Top of Record extracts

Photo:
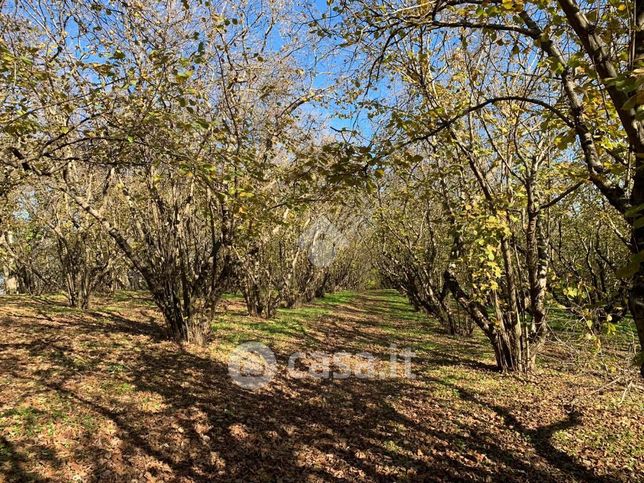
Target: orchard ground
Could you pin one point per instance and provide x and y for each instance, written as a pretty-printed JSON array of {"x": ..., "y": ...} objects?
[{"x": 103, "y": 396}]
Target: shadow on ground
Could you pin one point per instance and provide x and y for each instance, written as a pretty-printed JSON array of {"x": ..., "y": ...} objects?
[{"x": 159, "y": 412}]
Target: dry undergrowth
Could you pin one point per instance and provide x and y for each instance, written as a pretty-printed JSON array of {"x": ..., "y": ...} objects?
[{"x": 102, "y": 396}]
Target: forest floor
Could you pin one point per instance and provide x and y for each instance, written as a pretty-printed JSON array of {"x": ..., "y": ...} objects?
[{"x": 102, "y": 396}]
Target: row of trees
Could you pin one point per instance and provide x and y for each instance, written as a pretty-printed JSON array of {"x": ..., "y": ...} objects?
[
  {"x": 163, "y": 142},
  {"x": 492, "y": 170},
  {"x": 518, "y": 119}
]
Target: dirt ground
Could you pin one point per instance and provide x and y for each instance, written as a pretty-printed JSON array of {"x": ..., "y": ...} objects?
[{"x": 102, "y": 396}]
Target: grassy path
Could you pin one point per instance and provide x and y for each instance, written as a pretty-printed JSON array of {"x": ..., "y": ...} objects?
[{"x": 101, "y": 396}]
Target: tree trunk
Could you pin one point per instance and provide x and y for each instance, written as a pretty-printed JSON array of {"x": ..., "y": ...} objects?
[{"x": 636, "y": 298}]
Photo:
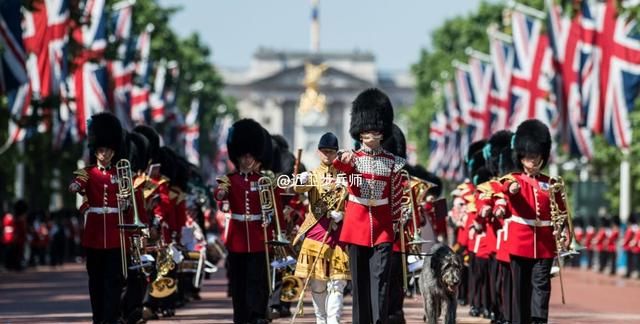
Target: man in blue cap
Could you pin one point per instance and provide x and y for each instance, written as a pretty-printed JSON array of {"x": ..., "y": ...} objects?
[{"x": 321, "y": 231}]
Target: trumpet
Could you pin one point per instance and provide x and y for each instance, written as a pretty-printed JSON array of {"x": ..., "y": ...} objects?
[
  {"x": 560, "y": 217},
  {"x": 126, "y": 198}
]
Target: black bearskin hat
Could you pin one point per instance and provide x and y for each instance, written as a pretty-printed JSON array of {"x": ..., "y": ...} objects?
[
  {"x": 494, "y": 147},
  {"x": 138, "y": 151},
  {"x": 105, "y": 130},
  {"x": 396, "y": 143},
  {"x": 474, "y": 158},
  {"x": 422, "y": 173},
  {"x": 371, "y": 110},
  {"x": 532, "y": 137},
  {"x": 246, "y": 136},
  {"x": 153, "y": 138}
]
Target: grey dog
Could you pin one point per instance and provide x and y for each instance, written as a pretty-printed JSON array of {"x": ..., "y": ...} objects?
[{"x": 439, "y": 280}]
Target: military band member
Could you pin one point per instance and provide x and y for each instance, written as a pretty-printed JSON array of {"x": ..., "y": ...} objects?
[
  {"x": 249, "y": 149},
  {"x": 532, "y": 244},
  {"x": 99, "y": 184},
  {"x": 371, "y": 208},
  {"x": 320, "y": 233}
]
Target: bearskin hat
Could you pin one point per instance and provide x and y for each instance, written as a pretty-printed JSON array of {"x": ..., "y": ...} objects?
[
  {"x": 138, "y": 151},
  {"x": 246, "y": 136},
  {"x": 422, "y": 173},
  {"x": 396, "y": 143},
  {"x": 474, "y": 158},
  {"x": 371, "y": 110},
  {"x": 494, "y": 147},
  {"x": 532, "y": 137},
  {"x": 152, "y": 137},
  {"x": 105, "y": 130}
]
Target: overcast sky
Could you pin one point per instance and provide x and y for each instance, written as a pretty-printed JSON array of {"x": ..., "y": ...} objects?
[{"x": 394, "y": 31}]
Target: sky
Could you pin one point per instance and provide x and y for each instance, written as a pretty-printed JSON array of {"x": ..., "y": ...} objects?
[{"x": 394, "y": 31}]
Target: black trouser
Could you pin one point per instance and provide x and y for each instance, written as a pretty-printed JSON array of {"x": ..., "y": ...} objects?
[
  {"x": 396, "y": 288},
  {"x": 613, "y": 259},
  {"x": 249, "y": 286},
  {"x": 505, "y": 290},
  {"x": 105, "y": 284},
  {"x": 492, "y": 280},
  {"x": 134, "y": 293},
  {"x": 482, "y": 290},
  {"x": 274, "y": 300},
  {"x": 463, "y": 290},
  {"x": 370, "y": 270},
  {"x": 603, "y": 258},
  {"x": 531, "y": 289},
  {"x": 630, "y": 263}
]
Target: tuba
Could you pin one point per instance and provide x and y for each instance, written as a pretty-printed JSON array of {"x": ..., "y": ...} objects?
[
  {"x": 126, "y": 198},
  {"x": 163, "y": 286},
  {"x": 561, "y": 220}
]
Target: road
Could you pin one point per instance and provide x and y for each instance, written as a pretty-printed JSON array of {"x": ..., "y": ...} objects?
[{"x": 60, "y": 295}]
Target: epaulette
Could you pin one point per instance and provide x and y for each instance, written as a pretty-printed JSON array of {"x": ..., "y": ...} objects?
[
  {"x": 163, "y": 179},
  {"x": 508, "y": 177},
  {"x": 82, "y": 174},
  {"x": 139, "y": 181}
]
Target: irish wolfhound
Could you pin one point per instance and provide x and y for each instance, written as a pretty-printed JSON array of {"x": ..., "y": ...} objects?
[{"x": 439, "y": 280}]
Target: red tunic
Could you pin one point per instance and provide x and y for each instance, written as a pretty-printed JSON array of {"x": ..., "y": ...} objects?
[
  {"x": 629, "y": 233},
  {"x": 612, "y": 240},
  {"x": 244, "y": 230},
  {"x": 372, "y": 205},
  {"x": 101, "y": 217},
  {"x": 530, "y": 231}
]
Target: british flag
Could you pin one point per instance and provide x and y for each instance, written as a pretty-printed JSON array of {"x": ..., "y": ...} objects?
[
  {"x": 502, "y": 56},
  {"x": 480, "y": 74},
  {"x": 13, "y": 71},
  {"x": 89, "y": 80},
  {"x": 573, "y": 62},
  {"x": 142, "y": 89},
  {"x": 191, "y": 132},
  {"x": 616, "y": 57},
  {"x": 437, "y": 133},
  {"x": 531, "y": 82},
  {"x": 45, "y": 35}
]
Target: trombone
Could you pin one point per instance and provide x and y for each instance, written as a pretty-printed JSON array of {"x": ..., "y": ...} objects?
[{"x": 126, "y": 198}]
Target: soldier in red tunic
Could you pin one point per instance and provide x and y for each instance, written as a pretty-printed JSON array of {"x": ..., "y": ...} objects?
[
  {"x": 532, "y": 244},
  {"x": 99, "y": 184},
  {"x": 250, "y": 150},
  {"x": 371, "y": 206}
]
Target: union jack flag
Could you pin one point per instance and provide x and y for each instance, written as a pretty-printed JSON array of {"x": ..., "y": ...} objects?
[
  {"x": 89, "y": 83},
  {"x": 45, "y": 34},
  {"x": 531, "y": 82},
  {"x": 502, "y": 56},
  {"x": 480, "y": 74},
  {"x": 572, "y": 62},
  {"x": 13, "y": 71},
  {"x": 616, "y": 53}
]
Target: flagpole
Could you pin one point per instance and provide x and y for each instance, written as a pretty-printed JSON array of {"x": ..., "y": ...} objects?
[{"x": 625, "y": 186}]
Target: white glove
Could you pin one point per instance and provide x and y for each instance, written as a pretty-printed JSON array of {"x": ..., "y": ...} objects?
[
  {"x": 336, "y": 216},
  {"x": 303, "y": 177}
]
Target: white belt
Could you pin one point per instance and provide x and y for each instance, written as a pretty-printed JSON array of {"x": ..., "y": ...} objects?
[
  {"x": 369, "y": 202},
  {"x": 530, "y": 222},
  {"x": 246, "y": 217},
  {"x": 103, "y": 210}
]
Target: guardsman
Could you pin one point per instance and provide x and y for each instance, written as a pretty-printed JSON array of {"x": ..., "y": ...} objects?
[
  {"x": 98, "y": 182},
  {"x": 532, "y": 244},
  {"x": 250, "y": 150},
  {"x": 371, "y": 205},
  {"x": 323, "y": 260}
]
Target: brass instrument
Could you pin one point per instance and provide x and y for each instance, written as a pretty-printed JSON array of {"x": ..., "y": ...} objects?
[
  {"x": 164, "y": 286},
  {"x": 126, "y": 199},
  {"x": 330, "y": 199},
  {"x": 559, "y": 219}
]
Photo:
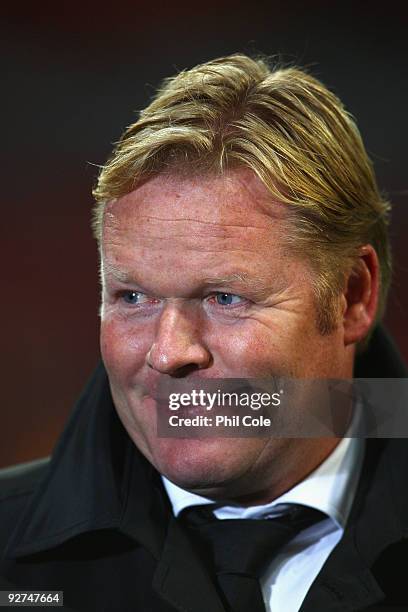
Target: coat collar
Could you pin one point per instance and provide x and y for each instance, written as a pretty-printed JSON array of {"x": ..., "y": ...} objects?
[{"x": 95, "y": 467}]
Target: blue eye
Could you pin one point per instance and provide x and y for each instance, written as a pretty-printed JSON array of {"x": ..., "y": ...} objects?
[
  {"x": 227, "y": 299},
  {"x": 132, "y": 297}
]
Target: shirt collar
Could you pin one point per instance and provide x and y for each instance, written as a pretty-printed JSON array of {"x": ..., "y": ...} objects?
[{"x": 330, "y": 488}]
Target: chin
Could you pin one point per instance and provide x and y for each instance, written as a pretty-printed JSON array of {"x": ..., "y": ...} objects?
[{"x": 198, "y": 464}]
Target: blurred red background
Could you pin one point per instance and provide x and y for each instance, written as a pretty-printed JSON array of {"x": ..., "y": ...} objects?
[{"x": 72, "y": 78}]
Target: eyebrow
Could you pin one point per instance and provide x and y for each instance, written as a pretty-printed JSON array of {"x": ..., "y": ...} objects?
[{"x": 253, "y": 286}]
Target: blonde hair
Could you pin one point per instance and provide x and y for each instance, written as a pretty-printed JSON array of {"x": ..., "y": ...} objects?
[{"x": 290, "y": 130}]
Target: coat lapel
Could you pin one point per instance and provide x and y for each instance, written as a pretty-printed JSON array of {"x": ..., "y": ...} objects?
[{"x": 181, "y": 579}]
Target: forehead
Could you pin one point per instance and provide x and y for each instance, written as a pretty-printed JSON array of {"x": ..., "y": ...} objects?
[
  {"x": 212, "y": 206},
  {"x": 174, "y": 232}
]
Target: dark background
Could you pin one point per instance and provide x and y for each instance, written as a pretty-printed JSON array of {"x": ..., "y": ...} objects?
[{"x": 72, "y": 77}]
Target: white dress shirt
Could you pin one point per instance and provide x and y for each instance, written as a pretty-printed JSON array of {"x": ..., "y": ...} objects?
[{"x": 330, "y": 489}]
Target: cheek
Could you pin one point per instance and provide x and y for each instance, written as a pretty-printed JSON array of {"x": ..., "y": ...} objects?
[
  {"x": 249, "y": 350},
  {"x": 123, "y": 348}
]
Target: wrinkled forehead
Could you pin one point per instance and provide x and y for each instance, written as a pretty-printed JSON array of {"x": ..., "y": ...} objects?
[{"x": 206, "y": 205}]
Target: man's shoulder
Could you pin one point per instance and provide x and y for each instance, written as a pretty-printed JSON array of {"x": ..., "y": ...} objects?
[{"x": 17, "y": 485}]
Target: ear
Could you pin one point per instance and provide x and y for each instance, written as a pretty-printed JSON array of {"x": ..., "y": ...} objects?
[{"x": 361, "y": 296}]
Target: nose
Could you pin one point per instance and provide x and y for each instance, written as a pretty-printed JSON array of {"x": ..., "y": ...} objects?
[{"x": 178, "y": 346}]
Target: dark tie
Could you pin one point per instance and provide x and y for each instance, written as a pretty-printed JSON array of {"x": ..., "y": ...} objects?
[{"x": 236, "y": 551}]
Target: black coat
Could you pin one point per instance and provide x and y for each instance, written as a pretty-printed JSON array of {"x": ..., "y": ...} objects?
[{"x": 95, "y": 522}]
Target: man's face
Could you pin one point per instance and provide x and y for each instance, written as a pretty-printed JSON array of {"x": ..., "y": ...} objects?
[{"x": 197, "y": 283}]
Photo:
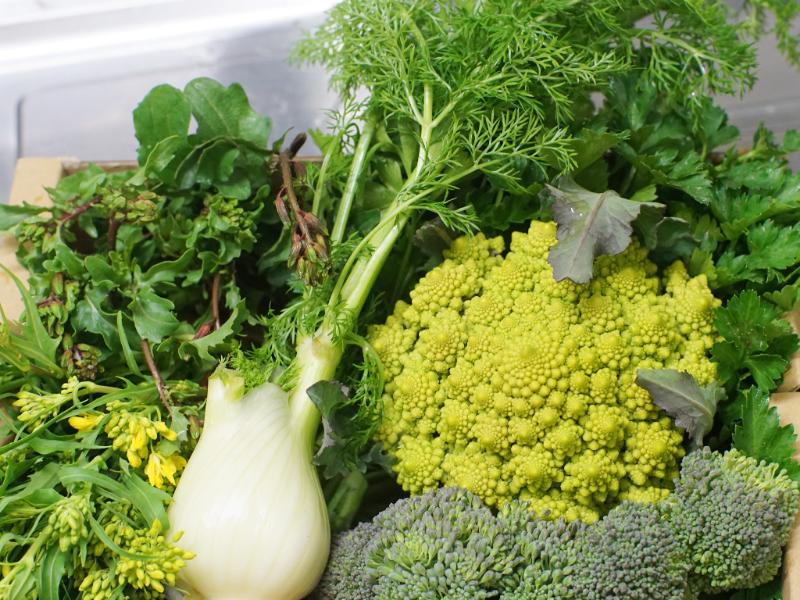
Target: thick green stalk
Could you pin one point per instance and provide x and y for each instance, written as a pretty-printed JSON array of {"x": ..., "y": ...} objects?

Bottom of Record extracts

Task item
What lines in the listing contain "tunic"? Copy them all.

Your solution
Target: red tunic
Target: soldier in red tunic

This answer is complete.